# 本文
湖の北に図書館をたずねて藤村の酒と黒田の槍を知る

 はじめにことわっておきますと、わたしはとっても心が狭いです。

 どれくらい狭いかというとあるとき身内に「わたし心がミクロだから」と言ったところ「ううん、マクロ」と訂正され、そのあとしばらくののち「やっぱりバクロ」と再度訂正されたくらいには狭い。バクロってどんな単位か知らんけど。たぶんマクロの上なんやろなとおもってるけどもしかしたら存在しない単位かもしれないけどそしたらそんな単位を血をわけた妹に捏造されるくらいには心が狭いという、なんかそんな感じです。ついでに言うとバクロの実在をググって確かめる気もない、過去の教科書を読み直す気もない、そんなものぐさ。

 そんなわたしなので、すきなものをひとさまに教えたりすることにも常に難色をしめします。おもに脳内で。そして実際には教えない。わけあたえない。

 そしてそんなわたしのすきなものというと本とかなんとかそのあたりの空間とか、つまり本屋とか古本屋とか図書館とかなんかそのへんのところなのだけども、あとなんかブックカフェとか。

# 記録の抜粋
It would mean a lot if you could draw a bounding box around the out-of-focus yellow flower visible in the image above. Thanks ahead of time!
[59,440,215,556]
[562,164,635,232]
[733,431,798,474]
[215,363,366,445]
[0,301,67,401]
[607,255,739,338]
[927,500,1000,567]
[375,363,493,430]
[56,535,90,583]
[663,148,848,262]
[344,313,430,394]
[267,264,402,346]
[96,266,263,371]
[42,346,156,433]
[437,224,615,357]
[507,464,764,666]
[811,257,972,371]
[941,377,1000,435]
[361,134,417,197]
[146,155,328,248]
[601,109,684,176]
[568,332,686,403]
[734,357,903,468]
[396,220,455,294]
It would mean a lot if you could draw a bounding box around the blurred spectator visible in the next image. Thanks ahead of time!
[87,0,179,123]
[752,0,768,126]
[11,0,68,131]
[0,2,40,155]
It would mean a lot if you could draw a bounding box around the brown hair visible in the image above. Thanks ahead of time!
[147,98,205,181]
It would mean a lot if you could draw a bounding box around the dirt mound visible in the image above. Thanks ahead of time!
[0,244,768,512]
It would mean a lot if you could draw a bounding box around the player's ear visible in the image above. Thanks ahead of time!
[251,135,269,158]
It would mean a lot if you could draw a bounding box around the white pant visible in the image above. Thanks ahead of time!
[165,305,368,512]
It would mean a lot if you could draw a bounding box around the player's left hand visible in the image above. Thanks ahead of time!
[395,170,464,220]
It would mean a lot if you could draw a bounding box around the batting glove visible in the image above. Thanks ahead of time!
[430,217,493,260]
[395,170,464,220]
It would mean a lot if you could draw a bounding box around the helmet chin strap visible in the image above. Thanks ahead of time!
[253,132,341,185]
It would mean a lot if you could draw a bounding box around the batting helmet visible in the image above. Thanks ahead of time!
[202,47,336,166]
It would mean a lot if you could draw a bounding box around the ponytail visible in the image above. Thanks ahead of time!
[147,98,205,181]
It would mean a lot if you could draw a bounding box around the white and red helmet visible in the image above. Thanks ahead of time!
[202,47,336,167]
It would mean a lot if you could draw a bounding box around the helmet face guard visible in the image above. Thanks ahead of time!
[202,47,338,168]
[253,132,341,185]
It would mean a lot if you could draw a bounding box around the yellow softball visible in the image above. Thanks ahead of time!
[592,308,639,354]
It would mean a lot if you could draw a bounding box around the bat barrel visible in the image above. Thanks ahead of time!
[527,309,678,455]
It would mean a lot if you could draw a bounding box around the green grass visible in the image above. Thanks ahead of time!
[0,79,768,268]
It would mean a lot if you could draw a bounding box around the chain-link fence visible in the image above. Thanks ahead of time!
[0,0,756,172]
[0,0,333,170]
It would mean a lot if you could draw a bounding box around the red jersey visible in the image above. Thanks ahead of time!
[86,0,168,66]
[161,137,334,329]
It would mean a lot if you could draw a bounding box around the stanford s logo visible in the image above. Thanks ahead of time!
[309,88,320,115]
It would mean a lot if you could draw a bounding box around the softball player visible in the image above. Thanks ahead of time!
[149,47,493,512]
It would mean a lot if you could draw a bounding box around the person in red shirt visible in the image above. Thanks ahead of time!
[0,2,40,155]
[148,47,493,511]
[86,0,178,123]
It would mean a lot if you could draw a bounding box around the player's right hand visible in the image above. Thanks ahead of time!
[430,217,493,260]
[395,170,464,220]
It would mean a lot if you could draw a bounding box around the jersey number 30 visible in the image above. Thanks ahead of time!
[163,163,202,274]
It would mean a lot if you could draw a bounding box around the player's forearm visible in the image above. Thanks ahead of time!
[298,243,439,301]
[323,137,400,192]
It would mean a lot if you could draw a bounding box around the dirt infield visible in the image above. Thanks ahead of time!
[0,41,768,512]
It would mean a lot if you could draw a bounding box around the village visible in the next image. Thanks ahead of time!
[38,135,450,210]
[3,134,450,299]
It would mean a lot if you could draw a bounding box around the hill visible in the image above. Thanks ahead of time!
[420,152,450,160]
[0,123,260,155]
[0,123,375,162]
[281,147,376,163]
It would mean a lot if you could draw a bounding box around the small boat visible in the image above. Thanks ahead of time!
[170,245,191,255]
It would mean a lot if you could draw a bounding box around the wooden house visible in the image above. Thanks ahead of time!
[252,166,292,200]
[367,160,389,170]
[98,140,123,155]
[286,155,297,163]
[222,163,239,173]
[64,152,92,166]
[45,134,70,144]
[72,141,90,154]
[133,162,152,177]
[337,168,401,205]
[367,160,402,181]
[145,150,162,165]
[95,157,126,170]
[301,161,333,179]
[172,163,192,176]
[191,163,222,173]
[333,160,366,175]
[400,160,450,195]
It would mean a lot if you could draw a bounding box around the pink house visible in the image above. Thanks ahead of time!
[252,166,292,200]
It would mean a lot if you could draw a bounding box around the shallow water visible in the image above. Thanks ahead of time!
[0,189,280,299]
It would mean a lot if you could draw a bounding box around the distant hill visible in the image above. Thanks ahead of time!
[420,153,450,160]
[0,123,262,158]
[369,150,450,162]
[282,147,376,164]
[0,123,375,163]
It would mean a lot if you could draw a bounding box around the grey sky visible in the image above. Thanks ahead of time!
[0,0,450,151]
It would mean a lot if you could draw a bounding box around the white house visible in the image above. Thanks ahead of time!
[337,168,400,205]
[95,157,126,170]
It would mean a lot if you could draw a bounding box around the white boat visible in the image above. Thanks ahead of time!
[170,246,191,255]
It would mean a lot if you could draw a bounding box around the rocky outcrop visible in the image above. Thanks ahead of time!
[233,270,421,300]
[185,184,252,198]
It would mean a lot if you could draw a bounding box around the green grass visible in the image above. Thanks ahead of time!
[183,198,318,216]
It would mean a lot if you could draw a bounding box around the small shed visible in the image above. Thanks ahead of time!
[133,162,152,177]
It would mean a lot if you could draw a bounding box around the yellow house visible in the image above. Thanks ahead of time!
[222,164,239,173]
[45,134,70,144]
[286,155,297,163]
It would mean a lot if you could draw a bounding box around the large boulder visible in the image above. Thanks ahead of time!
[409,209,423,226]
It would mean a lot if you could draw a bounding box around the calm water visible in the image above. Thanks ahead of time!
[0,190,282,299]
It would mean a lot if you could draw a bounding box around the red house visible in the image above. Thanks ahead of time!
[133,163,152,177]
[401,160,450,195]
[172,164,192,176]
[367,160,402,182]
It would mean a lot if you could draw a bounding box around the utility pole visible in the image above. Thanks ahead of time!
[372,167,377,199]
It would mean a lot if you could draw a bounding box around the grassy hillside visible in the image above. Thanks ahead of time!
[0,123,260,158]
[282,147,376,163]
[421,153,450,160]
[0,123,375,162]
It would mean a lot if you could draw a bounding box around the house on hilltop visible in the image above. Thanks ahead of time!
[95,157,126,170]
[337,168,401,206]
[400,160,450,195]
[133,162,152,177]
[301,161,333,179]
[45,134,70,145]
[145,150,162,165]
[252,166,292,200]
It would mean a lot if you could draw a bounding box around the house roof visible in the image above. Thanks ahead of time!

# 練習問題
**a.** 本文の内容を二文でまとめてください。
**b.** 記録から「softball」という文字列を含む行をすべて集めてください。大文字と小文字は区別します。

# 解答
**a.** 筆者は自分がとても心が狭いと言い、妹に「ミクロ」を「マクロ」、さらに「バクロ」と言い直されたほどだと書いている。だから好きなもの、つまり本屋や古本屋、図書館、ブックカフェのような本のある場所を人に教えることには頭の中で難色を示し、実際にも教えない。

**b.**
It would mean a lot if you could draw a bounding box around the yellow softball visible in the image above. Thanks ahead of time!
It would mean a lot if you could draw a bounding box around the softball player visible in the image above. Thanks ahead of time!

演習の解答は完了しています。